╔══

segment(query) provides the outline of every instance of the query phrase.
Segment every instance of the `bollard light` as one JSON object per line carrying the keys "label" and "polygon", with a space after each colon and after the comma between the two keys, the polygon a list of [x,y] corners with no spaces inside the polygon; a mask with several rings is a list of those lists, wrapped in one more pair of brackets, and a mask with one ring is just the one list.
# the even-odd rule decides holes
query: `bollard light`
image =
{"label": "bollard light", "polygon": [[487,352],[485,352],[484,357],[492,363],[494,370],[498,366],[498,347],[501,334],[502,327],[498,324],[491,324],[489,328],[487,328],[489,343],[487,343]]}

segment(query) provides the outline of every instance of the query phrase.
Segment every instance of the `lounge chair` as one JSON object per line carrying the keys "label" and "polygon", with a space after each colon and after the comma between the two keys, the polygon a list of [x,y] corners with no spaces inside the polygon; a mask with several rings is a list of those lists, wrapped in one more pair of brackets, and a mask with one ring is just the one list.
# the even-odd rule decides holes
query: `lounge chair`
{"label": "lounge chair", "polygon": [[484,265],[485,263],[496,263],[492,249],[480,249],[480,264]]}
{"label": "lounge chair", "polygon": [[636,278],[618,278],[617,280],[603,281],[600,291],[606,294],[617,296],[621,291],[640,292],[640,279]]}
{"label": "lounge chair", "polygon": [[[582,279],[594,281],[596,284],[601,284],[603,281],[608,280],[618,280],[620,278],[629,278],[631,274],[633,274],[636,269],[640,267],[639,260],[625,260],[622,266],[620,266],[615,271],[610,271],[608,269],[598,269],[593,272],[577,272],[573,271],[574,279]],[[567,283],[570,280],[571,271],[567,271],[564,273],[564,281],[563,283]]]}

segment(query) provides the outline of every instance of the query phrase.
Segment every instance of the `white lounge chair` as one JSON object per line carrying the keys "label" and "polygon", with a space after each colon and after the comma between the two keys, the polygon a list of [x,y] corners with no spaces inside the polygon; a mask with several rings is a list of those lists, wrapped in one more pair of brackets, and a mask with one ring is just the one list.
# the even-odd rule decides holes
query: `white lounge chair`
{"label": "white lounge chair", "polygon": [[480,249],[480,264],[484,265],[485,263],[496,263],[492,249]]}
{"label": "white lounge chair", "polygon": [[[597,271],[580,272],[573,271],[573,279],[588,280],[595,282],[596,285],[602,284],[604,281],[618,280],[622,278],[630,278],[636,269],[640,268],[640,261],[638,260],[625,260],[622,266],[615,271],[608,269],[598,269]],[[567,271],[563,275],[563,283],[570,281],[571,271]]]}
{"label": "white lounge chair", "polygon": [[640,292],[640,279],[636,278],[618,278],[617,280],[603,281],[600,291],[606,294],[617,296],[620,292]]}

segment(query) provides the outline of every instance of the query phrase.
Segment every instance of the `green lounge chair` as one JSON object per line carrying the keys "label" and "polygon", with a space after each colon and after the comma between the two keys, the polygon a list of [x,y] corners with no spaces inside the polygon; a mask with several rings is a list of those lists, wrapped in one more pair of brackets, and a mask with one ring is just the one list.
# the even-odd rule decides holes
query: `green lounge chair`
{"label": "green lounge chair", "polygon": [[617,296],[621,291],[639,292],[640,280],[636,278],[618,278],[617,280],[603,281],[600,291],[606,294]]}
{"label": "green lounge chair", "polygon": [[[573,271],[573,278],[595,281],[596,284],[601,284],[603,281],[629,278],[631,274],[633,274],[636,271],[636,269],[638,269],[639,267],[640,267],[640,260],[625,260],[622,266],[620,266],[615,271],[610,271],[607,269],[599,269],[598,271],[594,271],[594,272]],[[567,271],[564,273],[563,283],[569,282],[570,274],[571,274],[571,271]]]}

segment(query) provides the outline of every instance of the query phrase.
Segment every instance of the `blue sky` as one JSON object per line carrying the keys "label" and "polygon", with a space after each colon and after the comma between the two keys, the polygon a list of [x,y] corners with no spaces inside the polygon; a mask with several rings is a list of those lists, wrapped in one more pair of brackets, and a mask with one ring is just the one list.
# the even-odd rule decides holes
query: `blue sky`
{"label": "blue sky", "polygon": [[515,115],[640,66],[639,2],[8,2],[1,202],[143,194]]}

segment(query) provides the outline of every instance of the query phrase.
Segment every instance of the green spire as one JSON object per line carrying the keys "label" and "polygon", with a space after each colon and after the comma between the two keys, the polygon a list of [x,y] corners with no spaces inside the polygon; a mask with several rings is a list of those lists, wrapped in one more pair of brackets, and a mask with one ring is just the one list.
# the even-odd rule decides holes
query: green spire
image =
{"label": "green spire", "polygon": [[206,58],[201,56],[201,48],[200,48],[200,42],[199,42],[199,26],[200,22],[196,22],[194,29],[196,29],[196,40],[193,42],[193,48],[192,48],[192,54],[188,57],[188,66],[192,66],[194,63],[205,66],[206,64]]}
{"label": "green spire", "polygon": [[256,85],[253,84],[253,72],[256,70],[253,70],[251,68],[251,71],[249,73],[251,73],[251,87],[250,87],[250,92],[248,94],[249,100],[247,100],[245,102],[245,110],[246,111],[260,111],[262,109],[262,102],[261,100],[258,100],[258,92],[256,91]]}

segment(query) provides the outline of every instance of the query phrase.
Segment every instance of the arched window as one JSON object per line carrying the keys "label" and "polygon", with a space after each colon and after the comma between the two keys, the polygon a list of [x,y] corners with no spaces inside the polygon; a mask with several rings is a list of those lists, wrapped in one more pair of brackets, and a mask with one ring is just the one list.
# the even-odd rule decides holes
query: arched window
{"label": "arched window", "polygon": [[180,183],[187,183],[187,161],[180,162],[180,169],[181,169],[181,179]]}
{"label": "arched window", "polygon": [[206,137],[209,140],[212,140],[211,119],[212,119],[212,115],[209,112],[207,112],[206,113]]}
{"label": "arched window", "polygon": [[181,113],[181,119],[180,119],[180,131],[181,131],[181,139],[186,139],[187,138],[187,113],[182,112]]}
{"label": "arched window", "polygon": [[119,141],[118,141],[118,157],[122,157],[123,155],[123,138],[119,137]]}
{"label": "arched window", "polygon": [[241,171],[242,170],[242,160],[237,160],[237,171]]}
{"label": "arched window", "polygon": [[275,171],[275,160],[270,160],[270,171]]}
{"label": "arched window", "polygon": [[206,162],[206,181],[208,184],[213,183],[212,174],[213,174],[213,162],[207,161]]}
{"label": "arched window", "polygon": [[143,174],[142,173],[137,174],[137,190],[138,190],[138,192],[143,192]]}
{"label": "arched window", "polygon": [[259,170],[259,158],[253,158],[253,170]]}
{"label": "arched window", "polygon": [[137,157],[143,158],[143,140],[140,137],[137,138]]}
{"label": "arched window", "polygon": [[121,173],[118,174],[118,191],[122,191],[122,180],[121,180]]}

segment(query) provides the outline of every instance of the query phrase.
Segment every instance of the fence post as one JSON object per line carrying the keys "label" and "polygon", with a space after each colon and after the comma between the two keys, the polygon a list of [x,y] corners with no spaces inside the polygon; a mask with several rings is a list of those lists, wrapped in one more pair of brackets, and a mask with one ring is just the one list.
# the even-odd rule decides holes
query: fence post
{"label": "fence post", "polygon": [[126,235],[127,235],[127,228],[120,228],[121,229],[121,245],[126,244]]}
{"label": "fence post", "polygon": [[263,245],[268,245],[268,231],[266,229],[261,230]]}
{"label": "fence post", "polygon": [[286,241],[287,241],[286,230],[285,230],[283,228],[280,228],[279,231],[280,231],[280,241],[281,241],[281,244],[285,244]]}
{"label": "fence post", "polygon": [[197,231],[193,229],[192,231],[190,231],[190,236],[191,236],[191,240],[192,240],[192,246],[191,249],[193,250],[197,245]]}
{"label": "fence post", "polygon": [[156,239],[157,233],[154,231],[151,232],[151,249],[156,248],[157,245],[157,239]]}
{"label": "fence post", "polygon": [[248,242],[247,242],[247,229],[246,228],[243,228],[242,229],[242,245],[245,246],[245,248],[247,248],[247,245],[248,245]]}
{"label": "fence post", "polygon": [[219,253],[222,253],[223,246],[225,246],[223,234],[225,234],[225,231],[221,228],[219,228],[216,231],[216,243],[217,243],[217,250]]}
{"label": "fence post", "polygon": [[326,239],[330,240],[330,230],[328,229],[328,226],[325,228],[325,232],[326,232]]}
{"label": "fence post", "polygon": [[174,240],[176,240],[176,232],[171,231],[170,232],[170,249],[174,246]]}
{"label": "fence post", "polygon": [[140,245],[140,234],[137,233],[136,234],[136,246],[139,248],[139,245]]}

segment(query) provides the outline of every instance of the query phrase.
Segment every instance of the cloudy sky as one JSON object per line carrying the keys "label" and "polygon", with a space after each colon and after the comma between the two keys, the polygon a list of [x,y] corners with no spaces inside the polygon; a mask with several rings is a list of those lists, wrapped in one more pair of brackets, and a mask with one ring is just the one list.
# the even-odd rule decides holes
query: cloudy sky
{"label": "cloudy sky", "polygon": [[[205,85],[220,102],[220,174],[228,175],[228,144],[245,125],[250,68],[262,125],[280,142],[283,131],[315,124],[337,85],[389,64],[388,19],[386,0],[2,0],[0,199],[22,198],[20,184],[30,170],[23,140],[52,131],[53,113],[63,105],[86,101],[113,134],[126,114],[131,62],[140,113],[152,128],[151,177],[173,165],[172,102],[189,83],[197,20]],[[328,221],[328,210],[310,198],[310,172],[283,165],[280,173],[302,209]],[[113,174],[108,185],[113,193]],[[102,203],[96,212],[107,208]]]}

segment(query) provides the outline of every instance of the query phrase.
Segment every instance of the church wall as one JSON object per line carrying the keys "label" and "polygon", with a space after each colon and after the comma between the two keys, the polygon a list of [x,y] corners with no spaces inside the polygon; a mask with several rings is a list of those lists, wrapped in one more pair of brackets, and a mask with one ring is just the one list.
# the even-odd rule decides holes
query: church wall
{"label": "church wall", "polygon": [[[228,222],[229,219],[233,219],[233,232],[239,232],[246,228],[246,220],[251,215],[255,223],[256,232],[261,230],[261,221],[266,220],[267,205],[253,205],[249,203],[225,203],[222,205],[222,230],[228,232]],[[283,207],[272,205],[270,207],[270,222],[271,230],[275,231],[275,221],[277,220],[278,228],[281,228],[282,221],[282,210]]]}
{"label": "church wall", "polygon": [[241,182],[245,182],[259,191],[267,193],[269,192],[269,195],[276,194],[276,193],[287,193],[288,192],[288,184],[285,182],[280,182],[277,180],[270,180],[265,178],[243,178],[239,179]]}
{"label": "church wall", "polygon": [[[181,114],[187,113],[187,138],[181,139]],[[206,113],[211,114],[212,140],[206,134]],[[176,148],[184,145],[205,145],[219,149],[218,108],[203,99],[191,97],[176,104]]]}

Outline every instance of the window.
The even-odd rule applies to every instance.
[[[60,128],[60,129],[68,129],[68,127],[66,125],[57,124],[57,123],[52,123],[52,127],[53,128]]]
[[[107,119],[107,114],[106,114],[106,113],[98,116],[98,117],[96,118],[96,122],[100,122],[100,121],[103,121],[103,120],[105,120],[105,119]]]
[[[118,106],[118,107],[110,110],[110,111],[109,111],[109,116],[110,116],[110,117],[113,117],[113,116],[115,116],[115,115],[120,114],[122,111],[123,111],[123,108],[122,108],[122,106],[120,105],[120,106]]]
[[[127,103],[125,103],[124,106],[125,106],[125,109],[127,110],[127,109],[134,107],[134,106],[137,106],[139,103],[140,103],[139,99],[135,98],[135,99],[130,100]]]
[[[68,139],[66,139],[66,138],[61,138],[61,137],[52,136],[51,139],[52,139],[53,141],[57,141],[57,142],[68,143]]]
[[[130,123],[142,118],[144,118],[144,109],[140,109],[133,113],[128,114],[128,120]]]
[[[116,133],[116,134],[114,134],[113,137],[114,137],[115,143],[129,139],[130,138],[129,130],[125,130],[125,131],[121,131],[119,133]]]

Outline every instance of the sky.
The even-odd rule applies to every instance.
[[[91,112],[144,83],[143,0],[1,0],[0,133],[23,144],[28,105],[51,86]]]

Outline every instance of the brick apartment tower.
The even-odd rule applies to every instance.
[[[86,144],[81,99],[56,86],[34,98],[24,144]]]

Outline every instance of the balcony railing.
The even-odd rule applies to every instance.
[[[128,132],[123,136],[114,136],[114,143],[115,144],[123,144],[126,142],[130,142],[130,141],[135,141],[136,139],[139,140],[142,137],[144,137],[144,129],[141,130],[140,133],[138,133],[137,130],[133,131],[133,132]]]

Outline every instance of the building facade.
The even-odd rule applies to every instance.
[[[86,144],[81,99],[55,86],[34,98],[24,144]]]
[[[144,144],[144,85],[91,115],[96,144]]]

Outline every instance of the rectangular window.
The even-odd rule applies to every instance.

╚══

### [Aim]
Please put everything from the line containing "Outline every instance of the rectangular" down to the last line above into a JSON list of strings, one string per line, leaving out blank lines.

### [Problem solution]
[
  "Outline every instance of the rectangular window.",
  "The even-odd rule applies to every instance."
]